Recorded data
..........

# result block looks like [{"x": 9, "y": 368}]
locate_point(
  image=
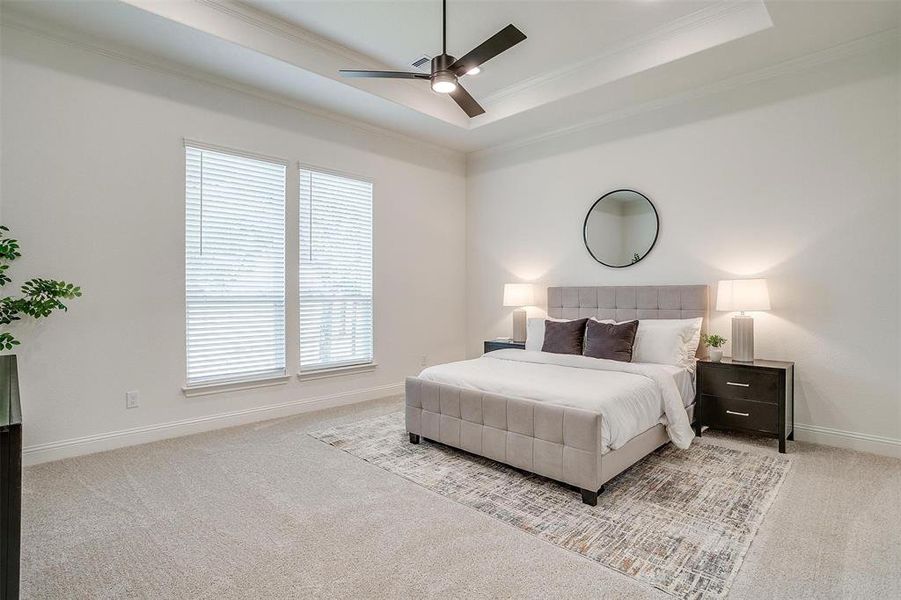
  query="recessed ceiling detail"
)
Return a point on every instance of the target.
[
  {"x": 583, "y": 62},
  {"x": 446, "y": 70}
]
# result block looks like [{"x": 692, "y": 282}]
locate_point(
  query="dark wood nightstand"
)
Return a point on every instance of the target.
[
  {"x": 492, "y": 345},
  {"x": 757, "y": 397}
]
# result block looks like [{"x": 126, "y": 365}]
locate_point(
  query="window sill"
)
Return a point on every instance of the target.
[
  {"x": 336, "y": 372},
  {"x": 233, "y": 386}
]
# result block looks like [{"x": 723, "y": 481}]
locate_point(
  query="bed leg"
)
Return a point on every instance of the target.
[{"x": 591, "y": 498}]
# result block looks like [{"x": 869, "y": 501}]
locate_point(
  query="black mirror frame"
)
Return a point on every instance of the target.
[{"x": 585, "y": 229}]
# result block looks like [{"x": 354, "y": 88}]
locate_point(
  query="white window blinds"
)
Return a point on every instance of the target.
[
  {"x": 235, "y": 267},
  {"x": 335, "y": 271}
]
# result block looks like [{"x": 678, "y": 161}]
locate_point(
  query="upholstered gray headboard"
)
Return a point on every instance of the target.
[{"x": 624, "y": 303}]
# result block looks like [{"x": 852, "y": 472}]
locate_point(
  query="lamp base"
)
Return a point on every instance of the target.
[
  {"x": 519, "y": 325},
  {"x": 742, "y": 338}
]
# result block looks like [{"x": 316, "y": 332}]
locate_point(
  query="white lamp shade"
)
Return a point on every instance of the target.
[
  {"x": 518, "y": 294},
  {"x": 742, "y": 294}
]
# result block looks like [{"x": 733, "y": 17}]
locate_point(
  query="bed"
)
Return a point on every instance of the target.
[{"x": 574, "y": 419}]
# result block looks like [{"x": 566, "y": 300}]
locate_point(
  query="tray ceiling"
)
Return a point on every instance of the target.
[{"x": 580, "y": 61}]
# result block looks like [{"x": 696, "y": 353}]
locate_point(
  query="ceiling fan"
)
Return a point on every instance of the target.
[{"x": 446, "y": 69}]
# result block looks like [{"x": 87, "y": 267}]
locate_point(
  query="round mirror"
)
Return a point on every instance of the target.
[{"x": 621, "y": 228}]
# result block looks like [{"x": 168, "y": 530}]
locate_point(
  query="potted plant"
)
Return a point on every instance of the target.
[
  {"x": 38, "y": 299},
  {"x": 715, "y": 346}
]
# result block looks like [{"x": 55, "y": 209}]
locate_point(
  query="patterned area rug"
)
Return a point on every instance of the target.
[{"x": 681, "y": 521}]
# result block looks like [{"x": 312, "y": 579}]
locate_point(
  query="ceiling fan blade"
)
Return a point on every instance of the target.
[
  {"x": 383, "y": 74},
  {"x": 503, "y": 40},
  {"x": 466, "y": 102}
]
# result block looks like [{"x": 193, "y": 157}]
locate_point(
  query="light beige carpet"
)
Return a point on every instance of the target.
[
  {"x": 266, "y": 511},
  {"x": 681, "y": 521}
]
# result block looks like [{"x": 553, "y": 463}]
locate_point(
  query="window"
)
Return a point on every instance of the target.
[
  {"x": 335, "y": 271},
  {"x": 235, "y": 267}
]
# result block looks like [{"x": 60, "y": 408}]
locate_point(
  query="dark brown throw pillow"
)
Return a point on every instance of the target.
[
  {"x": 564, "y": 337},
  {"x": 610, "y": 340}
]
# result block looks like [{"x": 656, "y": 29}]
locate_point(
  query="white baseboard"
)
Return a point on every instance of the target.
[
  {"x": 852, "y": 440},
  {"x": 39, "y": 453}
]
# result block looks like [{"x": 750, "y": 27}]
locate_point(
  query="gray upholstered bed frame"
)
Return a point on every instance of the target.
[{"x": 555, "y": 441}]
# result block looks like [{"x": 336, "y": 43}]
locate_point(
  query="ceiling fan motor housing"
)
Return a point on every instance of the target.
[{"x": 442, "y": 63}]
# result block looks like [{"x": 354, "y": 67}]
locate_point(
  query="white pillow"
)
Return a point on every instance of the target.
[
  {"x": 535, "y": 332},
  {"x": 667, "y": 341}
]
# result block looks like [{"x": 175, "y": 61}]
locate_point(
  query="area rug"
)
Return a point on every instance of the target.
[{"x": 680, "y": 520}]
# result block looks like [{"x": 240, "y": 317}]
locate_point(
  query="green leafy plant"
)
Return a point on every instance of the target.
[
  {"x": 40, "y": 297},
  {"x": 714, "y": 341}
]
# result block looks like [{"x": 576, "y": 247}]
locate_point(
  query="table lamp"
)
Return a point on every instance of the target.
[
  {"x": 519, "y": 295},
  {"x": 742, "y": 295}
]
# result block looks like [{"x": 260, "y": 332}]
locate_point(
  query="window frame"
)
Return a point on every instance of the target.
[
  {"x": 254, "y": 381},
  {"x": 343, "y": 369}
]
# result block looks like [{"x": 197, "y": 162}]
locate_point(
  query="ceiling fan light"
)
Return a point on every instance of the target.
[{"x": 444, "y": 83}]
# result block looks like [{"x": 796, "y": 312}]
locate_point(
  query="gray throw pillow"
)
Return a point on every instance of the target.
[
  {"x": 613, "y": 341},
  {"x": 564, "y": 337}
]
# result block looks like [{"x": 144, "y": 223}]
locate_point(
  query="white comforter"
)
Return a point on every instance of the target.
[{"x": 631, "y": 397}]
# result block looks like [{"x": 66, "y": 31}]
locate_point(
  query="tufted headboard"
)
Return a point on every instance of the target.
[{"x": 624, "y": 303}]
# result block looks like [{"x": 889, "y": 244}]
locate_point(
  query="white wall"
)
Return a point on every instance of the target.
[
  {"x": 92, "y": 186},
  {"x": 793, "y": 179}
]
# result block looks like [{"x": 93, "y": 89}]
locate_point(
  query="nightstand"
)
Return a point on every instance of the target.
[
  {"x": 492, "y": 345},
  {"x": 757, "y": 397}
]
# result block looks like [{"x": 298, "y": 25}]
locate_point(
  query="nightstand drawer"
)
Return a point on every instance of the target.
[
  {"x": 745, "y": 384},
  {"x": 731, "y": 413}
]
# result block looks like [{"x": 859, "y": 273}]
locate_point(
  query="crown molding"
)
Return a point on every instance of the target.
[
  {"x": 869, "y": 43},
  {"x": 67, "y": 37},
  {"x": 706, "y": 16}
]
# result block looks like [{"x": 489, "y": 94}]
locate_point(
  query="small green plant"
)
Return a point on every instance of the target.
[
  {"x": 714, "y": 341},
  {"x": 40, "y": 297}
]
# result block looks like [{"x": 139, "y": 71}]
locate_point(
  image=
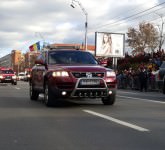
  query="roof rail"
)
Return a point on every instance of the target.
[{"x": 75, "y": 47}]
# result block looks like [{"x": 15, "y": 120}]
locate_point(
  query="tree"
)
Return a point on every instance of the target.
[{"x": 144, "y": 38}]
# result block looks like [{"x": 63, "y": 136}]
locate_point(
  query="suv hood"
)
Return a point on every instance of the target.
[{"x": 80, "y": 68}]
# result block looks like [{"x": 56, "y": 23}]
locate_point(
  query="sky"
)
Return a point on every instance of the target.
[{"x": 24, "y": 22}]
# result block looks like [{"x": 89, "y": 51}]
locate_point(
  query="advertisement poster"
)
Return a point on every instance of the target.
[{"x": 109, "y": 44}]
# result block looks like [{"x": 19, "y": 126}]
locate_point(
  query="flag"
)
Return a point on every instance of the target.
[{"x": 35, "y": 47}]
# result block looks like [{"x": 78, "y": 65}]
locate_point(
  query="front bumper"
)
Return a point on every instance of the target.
[{"x": 97, "y": 89}]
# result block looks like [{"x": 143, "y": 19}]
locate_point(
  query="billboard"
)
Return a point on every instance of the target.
[{"x": 109, "y": 44}]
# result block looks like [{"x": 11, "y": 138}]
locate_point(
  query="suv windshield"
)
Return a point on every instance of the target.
[
  {"x": 7, "y": 72},
  {"x": 71, "y": 57}
]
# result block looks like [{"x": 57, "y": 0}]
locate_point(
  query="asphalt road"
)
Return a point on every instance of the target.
[{"x": 135, "y": 122}]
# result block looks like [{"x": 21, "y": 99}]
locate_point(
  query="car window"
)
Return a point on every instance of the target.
[{"x": 71, "y": 57}]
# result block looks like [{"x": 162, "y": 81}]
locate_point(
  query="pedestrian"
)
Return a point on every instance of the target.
[{"x": 143, "y": 77}]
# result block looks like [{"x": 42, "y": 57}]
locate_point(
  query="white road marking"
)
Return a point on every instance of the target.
[
  {"x": 117, "y": 121},
  {"x": 148, "y": 100}
]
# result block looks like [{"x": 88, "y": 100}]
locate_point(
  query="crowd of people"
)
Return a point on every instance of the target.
[{"x": 144, "y": 78}]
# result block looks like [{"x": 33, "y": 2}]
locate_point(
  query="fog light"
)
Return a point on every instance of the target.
[{"x": 64, "y": 93}]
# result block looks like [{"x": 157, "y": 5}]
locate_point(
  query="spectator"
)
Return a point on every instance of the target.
[{"x": 143, "y": 77}]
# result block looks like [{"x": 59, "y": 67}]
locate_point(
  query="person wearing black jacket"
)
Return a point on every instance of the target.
[{"x": 143, "y": 77}]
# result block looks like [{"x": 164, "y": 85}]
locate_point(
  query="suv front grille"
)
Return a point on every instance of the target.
[
  {"x": 90, "y": 87},
  {"x": 84, "y": 74}
]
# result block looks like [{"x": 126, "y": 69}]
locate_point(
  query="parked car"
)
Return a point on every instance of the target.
[
  {"x": 7, "y": 75},
  {"x": 71, "y": 74}
]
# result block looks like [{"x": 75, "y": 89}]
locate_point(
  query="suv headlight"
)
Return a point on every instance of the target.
[
  {"x": 14, "y": 77},
  {"x": 60, "y": 74},
  {"x": 110, "y": 74}
]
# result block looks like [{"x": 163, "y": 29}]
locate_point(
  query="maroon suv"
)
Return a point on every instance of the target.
[{"x": 63, "y": 74}]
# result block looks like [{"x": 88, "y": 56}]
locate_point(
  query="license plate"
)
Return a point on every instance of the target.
[{"x": 90, "y": 82}]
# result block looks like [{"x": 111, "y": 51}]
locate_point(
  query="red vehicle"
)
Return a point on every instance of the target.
[
  {"x": 63, "y": 74},
  {"x": 7, "y": 75}
]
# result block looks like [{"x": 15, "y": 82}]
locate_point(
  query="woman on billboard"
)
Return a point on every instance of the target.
[{"x": 106, "y": 47}]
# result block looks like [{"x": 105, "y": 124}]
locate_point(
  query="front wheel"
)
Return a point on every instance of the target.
[
  {"x": 109, "y": 100},
  {"x": 48, "y": 96}
]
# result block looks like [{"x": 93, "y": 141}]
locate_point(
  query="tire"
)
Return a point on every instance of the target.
[
  {"x": 48, "y": 96},
  {"x": 110, "y": 100},
  {"x": 33, "y": 94}
]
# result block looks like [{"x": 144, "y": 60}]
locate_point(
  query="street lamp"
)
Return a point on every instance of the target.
[{"x": 73, "y": 4}]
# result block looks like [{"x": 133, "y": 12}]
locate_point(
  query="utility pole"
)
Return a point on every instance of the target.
[{"x": 86, "y": 19}]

..........

> _Problem details_
How many lines in the listing contain the string "ceiling"? Reply with the number alone.

> _Correct output_
6